# Work to be completed
Repeat the stretch from the line containing "[seg] suburban house" through the line containing "Provide the outline of every instance of the suburban" exactly as it appears, character for character.

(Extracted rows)

__________

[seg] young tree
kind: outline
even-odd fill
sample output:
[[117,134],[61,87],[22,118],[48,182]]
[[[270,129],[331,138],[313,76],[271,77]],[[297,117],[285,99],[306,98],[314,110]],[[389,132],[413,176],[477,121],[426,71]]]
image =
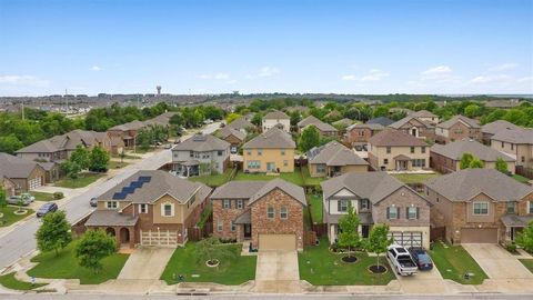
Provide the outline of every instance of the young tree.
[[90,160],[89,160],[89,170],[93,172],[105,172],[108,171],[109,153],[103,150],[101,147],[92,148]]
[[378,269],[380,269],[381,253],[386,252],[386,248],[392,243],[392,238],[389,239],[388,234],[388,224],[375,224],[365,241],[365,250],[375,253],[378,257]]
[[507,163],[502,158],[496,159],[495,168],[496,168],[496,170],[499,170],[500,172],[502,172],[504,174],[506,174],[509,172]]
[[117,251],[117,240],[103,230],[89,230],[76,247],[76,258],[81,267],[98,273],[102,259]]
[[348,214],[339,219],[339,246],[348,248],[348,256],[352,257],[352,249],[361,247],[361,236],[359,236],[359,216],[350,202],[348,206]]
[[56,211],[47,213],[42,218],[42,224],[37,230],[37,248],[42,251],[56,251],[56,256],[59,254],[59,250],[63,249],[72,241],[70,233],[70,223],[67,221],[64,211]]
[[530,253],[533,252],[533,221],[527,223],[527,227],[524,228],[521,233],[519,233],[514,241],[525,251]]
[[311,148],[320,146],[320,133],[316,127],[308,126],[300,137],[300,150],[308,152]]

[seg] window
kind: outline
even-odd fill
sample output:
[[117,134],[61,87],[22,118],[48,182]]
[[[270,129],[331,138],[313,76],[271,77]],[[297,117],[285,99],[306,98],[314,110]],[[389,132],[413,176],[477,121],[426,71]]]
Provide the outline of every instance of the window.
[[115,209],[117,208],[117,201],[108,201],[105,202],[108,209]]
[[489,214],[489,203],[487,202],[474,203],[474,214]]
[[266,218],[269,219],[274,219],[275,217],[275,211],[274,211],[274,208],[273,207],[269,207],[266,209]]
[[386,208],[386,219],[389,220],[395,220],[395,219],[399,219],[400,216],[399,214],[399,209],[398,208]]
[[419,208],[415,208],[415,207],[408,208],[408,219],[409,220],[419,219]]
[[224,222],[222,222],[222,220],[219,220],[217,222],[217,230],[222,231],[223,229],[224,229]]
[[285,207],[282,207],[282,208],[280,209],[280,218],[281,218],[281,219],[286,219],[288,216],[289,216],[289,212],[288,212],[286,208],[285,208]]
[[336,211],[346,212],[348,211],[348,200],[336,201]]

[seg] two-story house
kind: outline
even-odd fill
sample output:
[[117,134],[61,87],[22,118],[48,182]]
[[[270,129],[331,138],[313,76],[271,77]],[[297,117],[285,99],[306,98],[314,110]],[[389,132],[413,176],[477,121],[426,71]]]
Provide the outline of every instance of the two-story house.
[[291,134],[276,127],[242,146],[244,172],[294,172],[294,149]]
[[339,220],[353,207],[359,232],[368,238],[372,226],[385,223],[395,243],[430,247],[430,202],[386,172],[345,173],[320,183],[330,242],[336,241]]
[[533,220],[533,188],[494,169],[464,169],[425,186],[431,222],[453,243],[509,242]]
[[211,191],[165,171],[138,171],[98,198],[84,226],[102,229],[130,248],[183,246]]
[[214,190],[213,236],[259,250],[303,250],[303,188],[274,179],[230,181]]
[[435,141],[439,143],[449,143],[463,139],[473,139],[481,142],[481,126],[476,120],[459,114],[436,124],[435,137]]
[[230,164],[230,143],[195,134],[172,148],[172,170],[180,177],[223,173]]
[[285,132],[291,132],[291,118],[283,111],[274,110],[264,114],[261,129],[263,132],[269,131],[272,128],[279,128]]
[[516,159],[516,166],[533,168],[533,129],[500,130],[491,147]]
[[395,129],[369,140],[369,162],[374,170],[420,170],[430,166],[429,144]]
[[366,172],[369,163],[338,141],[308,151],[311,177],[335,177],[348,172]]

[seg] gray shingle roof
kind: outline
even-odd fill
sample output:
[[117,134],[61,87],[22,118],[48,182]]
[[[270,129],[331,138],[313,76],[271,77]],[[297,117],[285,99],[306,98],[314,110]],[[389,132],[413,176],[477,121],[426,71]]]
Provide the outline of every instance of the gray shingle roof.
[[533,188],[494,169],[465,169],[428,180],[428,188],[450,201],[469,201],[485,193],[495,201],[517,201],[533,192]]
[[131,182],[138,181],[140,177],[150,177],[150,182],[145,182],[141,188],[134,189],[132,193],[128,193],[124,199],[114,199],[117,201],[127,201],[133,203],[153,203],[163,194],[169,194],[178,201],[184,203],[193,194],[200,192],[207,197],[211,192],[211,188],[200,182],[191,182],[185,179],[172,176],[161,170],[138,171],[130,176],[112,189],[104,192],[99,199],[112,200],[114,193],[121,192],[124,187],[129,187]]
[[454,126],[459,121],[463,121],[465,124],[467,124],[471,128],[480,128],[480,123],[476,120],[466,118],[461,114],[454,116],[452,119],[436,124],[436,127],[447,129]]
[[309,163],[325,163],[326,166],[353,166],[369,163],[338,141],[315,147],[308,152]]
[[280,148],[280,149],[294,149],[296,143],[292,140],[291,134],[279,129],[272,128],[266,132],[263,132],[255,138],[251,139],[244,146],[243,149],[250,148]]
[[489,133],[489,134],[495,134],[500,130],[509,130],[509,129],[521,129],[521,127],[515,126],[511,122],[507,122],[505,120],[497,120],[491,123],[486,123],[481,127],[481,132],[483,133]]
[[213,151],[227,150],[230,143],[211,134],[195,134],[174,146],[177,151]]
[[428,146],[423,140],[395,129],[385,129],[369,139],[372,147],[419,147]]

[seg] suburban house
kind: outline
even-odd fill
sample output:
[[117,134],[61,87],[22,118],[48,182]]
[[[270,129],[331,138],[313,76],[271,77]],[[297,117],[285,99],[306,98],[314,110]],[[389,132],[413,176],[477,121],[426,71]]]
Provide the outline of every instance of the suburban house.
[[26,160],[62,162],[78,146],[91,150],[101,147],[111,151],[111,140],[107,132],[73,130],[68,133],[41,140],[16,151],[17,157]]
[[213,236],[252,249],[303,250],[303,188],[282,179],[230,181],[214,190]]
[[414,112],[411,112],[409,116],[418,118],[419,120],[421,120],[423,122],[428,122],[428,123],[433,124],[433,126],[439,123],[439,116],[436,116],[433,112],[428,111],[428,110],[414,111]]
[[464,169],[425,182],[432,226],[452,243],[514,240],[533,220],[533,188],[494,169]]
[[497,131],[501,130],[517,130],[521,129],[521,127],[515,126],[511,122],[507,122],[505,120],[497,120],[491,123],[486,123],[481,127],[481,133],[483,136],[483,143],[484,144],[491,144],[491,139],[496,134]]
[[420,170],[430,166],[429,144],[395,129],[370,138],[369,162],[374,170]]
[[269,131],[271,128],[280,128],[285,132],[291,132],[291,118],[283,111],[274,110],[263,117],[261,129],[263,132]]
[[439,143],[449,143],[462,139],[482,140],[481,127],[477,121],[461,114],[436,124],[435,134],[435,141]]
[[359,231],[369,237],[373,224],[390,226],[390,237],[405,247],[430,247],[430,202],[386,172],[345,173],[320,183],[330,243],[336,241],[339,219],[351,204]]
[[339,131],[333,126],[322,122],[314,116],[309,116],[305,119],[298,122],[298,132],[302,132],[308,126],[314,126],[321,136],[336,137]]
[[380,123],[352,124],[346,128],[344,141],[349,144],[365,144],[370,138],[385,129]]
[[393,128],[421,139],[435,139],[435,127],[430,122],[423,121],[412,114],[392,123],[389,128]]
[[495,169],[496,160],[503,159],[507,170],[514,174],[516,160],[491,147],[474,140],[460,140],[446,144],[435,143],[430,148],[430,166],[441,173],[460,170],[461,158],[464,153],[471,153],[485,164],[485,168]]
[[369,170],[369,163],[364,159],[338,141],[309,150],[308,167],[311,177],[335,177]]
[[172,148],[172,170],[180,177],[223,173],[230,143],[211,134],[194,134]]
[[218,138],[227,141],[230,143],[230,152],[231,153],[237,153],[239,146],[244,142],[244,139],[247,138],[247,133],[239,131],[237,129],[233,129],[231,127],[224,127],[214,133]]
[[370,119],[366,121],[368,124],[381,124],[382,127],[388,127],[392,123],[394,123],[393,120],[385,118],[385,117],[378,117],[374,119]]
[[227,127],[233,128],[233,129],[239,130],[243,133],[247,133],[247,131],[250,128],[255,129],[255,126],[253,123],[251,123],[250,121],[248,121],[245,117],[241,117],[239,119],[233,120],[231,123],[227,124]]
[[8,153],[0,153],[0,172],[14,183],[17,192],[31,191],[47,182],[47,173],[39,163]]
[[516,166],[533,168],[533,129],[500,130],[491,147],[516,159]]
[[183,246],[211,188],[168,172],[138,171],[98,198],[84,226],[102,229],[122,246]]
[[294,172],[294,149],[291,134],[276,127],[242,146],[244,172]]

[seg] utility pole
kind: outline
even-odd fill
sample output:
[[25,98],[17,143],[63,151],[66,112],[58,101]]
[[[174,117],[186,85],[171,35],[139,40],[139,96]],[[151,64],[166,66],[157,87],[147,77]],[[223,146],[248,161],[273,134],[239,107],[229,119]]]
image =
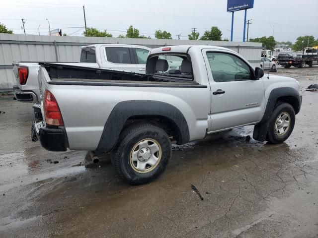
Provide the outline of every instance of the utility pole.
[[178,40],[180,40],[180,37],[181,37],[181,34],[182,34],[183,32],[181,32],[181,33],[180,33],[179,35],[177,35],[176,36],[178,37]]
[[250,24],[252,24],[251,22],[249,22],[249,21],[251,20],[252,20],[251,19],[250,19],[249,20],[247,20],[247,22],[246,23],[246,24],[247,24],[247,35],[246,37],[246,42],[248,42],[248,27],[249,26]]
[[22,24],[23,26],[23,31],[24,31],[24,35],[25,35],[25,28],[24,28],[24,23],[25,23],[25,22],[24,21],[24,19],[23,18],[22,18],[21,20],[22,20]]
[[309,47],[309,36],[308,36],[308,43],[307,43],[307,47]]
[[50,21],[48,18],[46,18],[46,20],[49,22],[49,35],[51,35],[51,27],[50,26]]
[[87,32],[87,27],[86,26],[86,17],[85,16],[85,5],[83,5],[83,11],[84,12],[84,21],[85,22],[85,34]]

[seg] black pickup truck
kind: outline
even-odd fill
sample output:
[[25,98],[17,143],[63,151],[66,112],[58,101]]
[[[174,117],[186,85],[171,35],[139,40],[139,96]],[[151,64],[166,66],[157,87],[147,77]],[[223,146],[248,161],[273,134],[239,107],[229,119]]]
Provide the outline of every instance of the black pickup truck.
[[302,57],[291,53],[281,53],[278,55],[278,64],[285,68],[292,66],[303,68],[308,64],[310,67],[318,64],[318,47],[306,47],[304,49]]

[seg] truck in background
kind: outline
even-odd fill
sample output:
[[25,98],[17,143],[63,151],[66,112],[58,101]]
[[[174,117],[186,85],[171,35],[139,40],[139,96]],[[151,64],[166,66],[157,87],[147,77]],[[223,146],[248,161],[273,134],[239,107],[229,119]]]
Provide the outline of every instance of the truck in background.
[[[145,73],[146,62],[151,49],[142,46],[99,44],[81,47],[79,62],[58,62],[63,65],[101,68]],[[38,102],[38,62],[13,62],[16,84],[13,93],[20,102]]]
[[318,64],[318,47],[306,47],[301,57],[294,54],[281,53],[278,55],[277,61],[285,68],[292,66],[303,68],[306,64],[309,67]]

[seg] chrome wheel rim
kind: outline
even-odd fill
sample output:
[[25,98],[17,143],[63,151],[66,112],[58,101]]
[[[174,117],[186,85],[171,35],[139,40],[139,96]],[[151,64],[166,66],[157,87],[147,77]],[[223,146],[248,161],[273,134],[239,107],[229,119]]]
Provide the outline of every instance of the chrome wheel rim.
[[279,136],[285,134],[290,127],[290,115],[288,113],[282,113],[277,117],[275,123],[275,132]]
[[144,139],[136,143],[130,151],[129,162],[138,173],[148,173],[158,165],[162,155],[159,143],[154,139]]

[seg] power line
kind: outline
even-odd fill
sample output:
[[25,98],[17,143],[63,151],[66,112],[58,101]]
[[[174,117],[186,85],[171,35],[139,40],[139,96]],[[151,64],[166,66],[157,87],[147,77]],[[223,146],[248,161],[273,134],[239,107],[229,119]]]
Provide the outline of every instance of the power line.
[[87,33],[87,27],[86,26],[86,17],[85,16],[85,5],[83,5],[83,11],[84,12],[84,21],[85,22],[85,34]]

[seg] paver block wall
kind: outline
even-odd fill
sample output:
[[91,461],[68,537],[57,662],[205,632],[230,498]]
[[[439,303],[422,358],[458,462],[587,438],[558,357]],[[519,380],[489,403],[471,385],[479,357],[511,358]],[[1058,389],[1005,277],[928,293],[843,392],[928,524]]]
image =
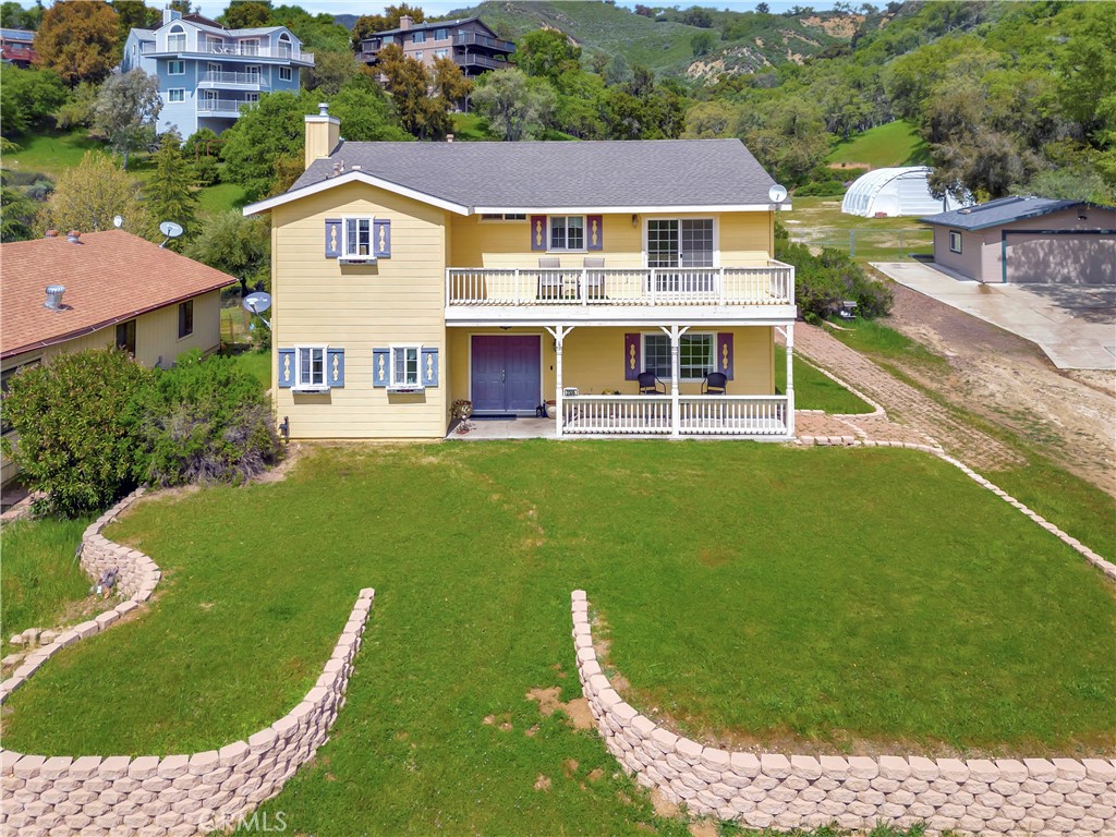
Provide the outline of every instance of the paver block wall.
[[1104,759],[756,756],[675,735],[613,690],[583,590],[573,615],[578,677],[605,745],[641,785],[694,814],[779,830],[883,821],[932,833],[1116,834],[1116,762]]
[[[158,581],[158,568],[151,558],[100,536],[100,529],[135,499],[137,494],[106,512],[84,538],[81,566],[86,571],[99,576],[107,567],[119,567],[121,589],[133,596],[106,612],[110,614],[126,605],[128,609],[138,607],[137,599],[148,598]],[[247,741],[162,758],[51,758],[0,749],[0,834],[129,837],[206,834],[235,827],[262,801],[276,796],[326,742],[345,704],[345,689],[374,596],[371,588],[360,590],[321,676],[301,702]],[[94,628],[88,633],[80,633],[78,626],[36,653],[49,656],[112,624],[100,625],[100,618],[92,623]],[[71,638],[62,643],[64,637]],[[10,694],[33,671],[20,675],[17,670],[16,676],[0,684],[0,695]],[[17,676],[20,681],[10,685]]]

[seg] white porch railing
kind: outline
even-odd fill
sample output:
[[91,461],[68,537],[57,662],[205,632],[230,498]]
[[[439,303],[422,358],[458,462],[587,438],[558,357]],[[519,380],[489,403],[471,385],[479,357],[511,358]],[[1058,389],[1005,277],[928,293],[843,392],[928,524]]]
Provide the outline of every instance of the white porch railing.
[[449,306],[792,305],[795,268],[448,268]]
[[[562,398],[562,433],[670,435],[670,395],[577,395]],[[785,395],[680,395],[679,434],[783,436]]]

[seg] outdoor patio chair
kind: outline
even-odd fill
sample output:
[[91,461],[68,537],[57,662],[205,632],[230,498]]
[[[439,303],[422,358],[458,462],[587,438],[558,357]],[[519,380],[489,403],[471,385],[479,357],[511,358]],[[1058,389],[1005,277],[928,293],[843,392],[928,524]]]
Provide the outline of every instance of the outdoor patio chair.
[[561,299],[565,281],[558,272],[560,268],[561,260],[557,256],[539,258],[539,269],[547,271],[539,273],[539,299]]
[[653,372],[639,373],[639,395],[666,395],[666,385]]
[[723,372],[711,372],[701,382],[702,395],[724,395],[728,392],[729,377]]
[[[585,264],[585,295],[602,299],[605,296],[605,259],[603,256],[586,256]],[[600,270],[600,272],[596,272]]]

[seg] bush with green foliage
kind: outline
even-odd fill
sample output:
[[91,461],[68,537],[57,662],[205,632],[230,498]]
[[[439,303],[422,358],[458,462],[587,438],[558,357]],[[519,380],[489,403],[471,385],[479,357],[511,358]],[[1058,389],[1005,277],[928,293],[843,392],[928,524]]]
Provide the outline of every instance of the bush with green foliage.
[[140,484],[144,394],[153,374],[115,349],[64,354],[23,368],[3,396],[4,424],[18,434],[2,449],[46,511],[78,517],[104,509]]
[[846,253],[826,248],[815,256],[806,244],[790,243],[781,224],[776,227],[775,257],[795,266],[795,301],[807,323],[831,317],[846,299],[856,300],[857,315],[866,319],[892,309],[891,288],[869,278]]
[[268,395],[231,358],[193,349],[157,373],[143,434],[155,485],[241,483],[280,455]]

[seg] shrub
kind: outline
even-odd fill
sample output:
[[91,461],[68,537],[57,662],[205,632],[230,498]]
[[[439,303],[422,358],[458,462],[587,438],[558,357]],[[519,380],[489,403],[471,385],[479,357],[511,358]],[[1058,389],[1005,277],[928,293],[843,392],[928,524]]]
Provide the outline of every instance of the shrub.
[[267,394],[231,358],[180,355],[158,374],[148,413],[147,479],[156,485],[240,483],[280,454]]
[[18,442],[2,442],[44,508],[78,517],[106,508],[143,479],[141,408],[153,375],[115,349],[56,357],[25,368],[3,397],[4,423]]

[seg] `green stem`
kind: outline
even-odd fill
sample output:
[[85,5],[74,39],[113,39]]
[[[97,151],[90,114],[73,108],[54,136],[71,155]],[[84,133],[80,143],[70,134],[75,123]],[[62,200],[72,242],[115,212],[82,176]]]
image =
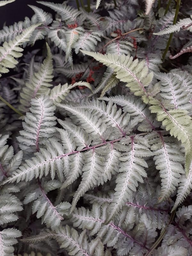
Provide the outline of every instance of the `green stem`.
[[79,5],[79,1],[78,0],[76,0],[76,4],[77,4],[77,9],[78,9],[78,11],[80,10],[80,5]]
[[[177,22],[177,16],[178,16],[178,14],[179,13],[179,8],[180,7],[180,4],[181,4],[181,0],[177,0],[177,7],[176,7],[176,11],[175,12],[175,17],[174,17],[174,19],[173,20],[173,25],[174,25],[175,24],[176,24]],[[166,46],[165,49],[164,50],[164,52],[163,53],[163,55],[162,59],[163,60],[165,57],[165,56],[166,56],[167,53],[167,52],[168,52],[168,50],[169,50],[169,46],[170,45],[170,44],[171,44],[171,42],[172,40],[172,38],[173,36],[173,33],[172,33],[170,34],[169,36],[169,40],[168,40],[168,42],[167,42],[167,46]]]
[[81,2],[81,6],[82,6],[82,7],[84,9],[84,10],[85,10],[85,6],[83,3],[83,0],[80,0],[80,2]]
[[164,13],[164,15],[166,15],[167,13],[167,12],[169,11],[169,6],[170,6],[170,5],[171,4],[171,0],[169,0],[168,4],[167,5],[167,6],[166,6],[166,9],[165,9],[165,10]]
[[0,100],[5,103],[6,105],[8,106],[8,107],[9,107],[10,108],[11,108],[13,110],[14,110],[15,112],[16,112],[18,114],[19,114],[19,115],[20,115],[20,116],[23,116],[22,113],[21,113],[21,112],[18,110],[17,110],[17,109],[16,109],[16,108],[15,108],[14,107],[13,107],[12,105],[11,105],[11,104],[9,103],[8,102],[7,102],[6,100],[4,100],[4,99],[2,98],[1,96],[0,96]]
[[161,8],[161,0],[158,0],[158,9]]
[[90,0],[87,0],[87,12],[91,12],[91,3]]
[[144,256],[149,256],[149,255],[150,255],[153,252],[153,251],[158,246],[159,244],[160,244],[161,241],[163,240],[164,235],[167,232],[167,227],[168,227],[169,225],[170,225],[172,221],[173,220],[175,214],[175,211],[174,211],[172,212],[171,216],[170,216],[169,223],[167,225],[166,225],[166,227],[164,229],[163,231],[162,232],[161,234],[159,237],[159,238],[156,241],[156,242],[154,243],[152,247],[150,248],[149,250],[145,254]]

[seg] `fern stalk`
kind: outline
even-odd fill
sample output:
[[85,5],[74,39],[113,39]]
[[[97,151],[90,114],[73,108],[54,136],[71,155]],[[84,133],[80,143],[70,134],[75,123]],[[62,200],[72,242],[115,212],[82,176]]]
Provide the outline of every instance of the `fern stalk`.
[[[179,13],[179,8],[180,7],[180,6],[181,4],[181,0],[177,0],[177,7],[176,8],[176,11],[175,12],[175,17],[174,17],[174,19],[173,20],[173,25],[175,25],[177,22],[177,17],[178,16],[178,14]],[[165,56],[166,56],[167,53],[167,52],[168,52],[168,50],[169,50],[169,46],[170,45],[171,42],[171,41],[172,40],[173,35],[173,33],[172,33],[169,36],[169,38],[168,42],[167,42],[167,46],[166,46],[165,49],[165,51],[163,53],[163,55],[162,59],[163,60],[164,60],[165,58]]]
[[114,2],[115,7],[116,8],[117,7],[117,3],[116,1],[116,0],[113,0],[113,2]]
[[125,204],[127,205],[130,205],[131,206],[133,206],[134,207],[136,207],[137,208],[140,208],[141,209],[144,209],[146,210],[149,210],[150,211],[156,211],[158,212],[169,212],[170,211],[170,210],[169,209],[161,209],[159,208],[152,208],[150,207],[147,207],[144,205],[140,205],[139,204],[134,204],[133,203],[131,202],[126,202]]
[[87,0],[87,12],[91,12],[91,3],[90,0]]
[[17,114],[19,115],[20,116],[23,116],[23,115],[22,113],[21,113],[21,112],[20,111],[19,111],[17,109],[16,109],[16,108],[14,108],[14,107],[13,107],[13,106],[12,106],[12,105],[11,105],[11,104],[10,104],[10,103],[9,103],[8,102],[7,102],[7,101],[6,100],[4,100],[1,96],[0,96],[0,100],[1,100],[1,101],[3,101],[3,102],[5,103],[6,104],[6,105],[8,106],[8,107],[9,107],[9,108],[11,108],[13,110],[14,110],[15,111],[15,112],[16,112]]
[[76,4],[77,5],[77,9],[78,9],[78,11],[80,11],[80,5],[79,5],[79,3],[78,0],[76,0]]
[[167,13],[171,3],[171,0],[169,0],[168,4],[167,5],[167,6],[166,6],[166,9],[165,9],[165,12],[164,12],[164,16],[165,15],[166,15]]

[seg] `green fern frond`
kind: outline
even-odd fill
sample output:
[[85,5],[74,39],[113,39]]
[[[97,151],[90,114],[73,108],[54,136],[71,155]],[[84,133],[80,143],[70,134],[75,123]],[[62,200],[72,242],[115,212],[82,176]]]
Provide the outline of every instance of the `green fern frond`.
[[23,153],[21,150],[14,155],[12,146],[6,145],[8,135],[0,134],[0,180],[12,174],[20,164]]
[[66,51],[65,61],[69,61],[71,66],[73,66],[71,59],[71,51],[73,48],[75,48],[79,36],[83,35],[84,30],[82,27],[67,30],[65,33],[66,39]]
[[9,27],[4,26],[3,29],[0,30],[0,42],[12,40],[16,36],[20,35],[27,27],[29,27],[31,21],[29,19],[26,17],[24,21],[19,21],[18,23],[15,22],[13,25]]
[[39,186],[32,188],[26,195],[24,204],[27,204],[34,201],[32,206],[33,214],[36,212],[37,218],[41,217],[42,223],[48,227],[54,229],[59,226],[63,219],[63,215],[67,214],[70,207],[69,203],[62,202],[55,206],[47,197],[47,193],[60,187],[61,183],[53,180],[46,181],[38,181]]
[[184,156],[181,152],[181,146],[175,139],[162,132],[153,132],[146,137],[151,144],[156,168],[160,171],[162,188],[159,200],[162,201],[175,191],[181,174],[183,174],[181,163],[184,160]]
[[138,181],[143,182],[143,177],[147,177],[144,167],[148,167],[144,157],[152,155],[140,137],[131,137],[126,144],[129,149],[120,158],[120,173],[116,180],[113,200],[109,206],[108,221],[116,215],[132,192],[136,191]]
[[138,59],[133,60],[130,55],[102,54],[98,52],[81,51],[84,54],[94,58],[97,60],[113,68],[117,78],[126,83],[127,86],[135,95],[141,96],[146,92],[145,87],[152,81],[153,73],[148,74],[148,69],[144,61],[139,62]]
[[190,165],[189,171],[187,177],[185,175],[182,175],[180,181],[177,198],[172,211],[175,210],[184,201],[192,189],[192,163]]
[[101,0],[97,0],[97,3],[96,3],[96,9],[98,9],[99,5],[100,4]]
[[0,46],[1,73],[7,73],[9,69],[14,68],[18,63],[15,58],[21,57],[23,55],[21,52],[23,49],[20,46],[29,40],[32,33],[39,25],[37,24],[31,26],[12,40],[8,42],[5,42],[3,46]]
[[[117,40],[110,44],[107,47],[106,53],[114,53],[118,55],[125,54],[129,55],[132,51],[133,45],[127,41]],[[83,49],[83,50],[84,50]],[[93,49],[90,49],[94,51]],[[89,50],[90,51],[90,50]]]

__________

# Complete output
[seg] suburban house
kind: outline
even-odd fill
sample output:
[[117,134],[61,87],[22,118],[48,182]]
[[[270,129],[331,138],[313,76],[271,77]],[[297,117],[285,99],[306,98],[314,110]],[[389,132],[413,176],[477,121],[426,71]]]
Provide the outline of every instance of the suburban house.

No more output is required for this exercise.